Material for this exercise START

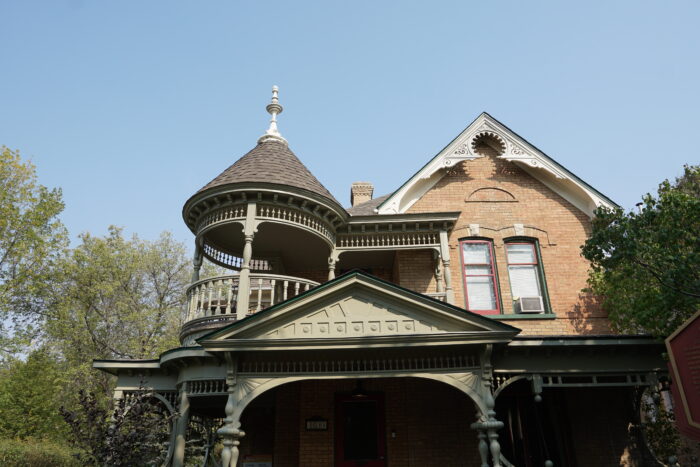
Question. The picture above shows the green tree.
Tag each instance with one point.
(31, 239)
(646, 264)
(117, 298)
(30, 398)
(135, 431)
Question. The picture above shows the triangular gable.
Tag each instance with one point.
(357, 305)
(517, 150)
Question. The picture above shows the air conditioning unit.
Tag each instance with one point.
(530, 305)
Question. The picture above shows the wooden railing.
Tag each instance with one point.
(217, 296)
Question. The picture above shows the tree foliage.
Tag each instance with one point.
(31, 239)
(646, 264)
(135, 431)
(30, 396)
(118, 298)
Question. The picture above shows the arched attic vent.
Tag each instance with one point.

Material for this exercise END

Problem to work on – Print the entries above exactly, taking out only the pictures.

Solution to the problem –
Question. The picture above shows the green tree.
Tag each instance with one point.
(31, 239)
(646, 264)
(117, 298)
(30, 398)
(135, 431)
Question. The picture above shows the triangular gable.
Tag each instance with one point.
(357, 305)
(517, 150)
Question. The picture above shows the air conditioning unit.
Tag each instance with one point.
(530, 305)
Question. The picture above shows the wooden railing.
Tag each instance with one point.
(217, 296)
Question. The picture above shows the tree foliage.
Tag each instance with one point.
(31, 239)
(646, 264)
(135, 431)
(30, 396)
(118, 298)
Question. The picture above shows the arched attic vent.
Tag each instance with one point.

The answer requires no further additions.